(Excerpt to read Opens)
10 thoughts on “Is REGROW Act anti-embryo research? Pluripotent stem cells excluded


  1. I await the day when someone mixes a few chemicals with a skin cell or an adult stem cell and out pops an embryonic stem cell. Then, let the politico-religious gyrations begin!


  2. Paul,

    I agree that iPSC’s and embryo-derived stem cells are not specifically mentioned by name; however, their pathway is described by classifying them as a more-than manipulated allogenic cell products. The requirements are more stringent because the innovation is newer than autologous adult stem cells, which have been clinically used internationally now for about 10 years.

    It seems to me the REGROW Act is also designed for other than scientific research purposes. It’s designed to foster innovation and retain U.S. investment in domestic biotech. Both the practice and the patients are receiving effective treatments abroad, to the disadvantage of the U.S. economy, to be sure.

    Thirdly, the REGROW Act is about access. Let’s not forget that those who are living (or surviving) from chronic or other serious diseases deserve access to therapies that are largely regarded as safe, world-wide, and which may ameliorate much suffering.

    Stepping up our social and regulatory policies to accommodate safety, innovation, investment and receive suffering is not a race to be won, but a symphony to be played.

    UC is amazing in its work, and will no doubt take a commanding lead in emerging therapies, but we shouldn’t anymore let better be the enemy of perfect.

    Doug Oliver


  3. REGROW is a non-starter for me, because it specifically limits itself to adult stem cells. We need embryonic, we need SCNT. Patient advocates and scientists have fought too many years for research freedoms to let anything “for adult stem cells only” slip through. It has not been publicly challenged (although I believe ISSCR has posted against it–not sure) because it does not appear to have much chance. But if it does pick up steam, I believe there will be many who will fight it.
(Excerpt to read Closes)
**Exercise requirements:**
1. In the comments on the REGROW Act, for about how long does the second comment say autologous adult stem cells have been used clinically around the world?
2. Extend the comments on the REGROW Act, starting after their final sentence.
The entries come from a different source than the comments on the REGROW Act.
(Data Opens)
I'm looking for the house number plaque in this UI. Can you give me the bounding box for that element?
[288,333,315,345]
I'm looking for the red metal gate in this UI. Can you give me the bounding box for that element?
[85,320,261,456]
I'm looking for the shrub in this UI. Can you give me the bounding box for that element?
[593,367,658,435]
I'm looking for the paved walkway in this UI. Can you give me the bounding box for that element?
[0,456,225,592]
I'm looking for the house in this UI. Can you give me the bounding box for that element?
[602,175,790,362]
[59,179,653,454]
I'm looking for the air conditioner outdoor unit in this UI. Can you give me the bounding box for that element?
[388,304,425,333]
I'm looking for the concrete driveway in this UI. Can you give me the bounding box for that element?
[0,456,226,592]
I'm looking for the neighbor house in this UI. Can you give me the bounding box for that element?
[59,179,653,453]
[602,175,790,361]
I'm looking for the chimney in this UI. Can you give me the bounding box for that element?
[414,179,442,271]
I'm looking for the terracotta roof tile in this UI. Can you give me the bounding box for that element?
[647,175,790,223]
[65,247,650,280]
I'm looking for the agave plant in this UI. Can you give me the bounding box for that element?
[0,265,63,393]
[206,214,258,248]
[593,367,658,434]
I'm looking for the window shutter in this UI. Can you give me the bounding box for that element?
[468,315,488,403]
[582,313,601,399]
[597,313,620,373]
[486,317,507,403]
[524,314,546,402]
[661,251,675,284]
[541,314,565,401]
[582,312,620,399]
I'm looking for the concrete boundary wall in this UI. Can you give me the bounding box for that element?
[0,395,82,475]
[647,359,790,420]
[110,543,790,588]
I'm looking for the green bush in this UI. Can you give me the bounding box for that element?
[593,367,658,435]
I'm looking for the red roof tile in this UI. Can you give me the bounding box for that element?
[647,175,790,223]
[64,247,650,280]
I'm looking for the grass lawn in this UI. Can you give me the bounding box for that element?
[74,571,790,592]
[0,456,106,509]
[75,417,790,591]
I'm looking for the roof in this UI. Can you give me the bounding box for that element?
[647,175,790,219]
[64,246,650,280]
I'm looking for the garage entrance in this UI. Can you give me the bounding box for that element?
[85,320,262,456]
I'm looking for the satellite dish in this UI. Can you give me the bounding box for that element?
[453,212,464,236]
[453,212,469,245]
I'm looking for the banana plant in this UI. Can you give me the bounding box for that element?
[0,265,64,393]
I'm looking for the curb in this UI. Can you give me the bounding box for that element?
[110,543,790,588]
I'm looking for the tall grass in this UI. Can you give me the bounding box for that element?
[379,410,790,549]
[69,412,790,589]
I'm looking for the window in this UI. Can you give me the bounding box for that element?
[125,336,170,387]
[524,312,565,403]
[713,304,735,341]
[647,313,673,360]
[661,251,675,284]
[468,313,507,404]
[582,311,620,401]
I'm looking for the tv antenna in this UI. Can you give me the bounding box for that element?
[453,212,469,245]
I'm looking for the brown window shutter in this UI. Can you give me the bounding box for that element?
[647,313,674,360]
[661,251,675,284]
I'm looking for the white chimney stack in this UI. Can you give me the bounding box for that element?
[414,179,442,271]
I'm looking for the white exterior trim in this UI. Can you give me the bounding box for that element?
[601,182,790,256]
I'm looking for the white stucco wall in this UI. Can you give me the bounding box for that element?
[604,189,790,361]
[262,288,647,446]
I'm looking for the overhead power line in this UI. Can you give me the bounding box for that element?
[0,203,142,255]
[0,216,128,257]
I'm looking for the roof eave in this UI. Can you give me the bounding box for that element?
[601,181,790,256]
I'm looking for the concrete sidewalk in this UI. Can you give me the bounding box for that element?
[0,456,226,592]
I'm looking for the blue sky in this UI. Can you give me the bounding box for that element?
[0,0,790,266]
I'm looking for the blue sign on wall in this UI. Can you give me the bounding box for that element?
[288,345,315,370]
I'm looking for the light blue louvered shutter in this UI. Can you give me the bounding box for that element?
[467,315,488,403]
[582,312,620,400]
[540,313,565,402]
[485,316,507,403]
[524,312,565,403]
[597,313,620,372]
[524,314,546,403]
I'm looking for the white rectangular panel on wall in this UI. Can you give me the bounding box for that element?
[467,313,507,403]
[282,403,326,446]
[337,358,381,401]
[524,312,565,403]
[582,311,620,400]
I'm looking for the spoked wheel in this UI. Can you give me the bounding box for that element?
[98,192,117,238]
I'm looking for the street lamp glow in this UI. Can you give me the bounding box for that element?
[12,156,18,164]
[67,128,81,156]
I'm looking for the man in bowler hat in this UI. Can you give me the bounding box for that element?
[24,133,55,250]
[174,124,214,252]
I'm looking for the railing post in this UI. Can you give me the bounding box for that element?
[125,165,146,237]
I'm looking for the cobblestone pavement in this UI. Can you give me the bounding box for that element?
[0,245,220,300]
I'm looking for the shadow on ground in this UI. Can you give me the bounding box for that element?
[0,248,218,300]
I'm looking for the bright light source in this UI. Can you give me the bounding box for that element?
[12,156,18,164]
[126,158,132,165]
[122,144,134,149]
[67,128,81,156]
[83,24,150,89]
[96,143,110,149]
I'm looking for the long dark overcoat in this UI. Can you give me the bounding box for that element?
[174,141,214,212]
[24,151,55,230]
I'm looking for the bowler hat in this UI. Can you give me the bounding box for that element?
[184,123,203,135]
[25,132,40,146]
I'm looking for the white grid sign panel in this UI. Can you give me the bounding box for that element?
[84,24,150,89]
(Data Closes)
**Answers for the tasks:**
1. About 10 years.

2.
  4. @Doug – “…patients are receiving effective treatments abroad, to the disadvantage of the U.S. economy”

    Are you recapitulating the marketing from REGROW advocates or can you point me to actual peer-reviewed, independent assessments of the effectivity of treatments received abroad? If you have some data to back up your claims please do share.

    I have asked many times for this source evidence, including direct letters to the offices of senators and agencies involved, so far with no success.


  5. Paul,

    You’re correct. As you probably knew before you mentioned it, there isn’t much out there in terms of meta-studies of successful international treatments in peer-reviewed journals. Journals are usually on the research side, not on the clinical treatment side. But, given hoards of US investors are taking their money abroad because there is a plethora of market research to guide them, based upon outcomes/successes. It’s not good science, to be sure. I am comfortable with my position, though, as inductive as it seems. If markets from other countries were open to global outcomes research, I think it would be great though.


  6. I believe it is because the companies with adult stem cell technologies are able to produce products for the market in the very near future. hiPSC treatments are further behind although I believe they will be more valuable. When investors can invest in hiPSC tech they will have to change the regulations again to avoid losing money to other countries. My fear is that if the adult stem cell tech companies fail because clinical testing is carried out too early or the potential of adult stem cell therapies is exaggerated it will affect future investment into hiPSC therapies.


  7. Why are you people so obsessed with using murdered children to further your research? Embryonic stem cell research, even before the Federal Government stopped funding it, was going nowhere. Adult stem cells have proven far more viable. And, regardless, if you’re the type of person who is ok with murdering another human being to try to find a cure for diseases, then I don’t want you or anyone like you anywhere near me… what kind of decision will you make if you’re allowed to decide whether someone slaughters me or not? After all, it’s “for the good of ________”, right?